WHAT IS ASKED:
Every line of the data must be copied exactly.

[Records from a point labeling set]
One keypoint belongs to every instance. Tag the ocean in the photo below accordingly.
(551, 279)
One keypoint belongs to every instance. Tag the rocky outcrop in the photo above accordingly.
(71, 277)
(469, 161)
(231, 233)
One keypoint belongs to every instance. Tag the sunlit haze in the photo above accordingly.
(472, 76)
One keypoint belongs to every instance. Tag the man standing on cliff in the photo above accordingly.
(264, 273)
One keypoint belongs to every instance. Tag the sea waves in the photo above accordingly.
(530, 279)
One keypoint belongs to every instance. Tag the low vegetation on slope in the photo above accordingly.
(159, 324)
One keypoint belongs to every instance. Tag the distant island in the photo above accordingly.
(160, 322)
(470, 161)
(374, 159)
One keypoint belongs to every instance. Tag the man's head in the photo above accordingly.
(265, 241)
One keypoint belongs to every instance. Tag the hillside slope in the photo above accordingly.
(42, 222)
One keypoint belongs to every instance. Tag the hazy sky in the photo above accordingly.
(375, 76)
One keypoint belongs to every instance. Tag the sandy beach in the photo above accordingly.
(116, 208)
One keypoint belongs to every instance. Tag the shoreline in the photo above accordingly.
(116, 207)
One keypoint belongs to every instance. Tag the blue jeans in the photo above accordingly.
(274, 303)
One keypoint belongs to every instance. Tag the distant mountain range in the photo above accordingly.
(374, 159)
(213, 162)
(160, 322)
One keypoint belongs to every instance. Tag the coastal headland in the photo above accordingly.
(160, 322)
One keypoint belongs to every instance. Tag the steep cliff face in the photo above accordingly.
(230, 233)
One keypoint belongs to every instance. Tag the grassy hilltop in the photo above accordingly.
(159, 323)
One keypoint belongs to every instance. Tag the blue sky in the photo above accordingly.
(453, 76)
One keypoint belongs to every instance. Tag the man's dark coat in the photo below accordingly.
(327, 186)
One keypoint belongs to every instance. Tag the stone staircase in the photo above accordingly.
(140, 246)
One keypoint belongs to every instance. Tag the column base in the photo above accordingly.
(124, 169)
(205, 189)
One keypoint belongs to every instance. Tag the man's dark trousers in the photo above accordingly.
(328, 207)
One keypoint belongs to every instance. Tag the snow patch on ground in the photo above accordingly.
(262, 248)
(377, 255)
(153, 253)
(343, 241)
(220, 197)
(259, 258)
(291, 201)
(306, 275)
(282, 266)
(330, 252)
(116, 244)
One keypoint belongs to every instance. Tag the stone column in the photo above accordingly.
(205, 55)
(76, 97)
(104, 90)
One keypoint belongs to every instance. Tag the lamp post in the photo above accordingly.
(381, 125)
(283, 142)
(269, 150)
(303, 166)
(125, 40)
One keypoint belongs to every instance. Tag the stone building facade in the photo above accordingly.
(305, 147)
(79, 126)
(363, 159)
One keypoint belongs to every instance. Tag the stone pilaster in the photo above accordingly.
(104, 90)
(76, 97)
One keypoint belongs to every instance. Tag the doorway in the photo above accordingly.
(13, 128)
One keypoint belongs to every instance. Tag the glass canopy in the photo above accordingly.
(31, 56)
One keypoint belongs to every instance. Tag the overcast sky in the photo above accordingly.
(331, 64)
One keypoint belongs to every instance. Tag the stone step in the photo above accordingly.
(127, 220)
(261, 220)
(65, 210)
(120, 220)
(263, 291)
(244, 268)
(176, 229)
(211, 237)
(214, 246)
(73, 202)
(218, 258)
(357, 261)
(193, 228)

TASK RESULT:
One keypoint belongs to every instance. Tag the ocean in the photo below accordingly.
(551, 279)
One keypoint belongs to every instance. Tag the rocky outcrop in the photo above accordingly.
(71, 277)
(469, 161)
(231, 233)
One keypoint belongs to every instance. Tag the sunlit haze in the photo above accordingly.
(472, 76)
One keypoint belongs to every instance. Tag the man standing on cliff in the photo above accordingly.
(264, 273)
One keypoint belongs to every instance. Tag the sea waves in the photo above accordingly.
(530, 279)
One keypoint belongs to every instance. Tag the low vegetation on slope in the photo above accordingly.
(159, 324)
One keypoint belongs to every instance. Tag the distant island in the photo above accordingly.
(160, 322)
(470, 161)
(374, 159)
One keypoint belongs to every instance. Tag the man's head in the photo above accordingly.
(265, 241)
One keypoint belongs to every instance. Tag the hillside slope in the photo above accordingly.
(42, 222)
One keypoint belongs to every instance. Tag the hazy sky in the photo above accordingly.
(375, 76)
One keypoint belongs to every instance. Tag the sandy beach in the photo above accordingly.
(116, 208)
One keypoint belongs to every instance. Tag the shoreline in the photo above accordingly.
(116, 207)
One keypoint belongs to every instance. Tag the blue jeans in the photo above accordingly.
(274, 303)
One keypoint belongs to every instance. Tag the distant mountain range in the photo above accordingly.
(374, 159)
(213, 162)
(160, 322)
One keypoint belongs to every instance. Tag the coastal headland in the photo above accordingly.
(160, 322)
One keypoint belongs to every instance. Tag the steep cliff face in the photo above accordingly.
(230, 233)
One keypoint belongs to every instance. Tag the grassy hilltop in the photo above accordingly.
(159, 323)
One keypoint belongs to every instance. Tag the blue sky in the photo above accordingly.
(453, 76)
One keypoint belongs to every instance. Tag the man's dark coat in the photo below accordingly.
(327, 186)
One keypoint belongs to every instance. Tag the stone staircase in the photo above accordingly.
(140, 246)
One keypoint belongs to every instance. Tag the column base in the photo above accordingly.
(124, 169)
(205, 189)
One keypoint belongs to every instance. Tag the man's dark trousers in the photo above accordingly.
(328, 207)
One keypoint belongs to every instance. Tag the snow patch on ground in the photo above accordingly.
(262, 248)
(377, 255)
(153, 253)
(343, 241)
(220, 197)
(259, 258)
(291, 201)
(306, 275)
(282, 266)
(330, 252)
(116, 244)
One keypoint belongs to every instance. Tag the stone column in the photo above accordingly.
(205, 55)
(76, 97)
(104, 90)
One keypoint belongs to every instance. Tag the lamp post in the photo above accordingly.
(381, 125)
(283, 142)
(269, 150)
(303, 166)
(125, 40)
One keypoint belongs to every instance. Tag the stone building facade in the photo above accordingly.
(305, 147)
(79, 126)
(363, 159)
One keypoint belongs to every instance. Tag the stone pilaster in the photo above accordingly.
(104, 90)
(76, 97)
One keypoint belongs to every instance. Tag the doorway in the photo above accordingly.
(13, 128)
One keypoint belongs to every instance. Tag the glass canopy in the photo above accordingly.
(31, 56)
One keypoint belongs to every instance. Tag the overcast sky in the photo above accordingly.
(331, 64)
One keypoint belongs to every instance. Tag the stone step in the photo above accordingly.
(127, 220)
(261, 220)
(65, 210)
(120, 220)
(263, 291)
(244, 268)
(176, 229)
(211, 237)
(214, 246)
(73, 202)
(218, 258)
(357, 261)
(193, 228)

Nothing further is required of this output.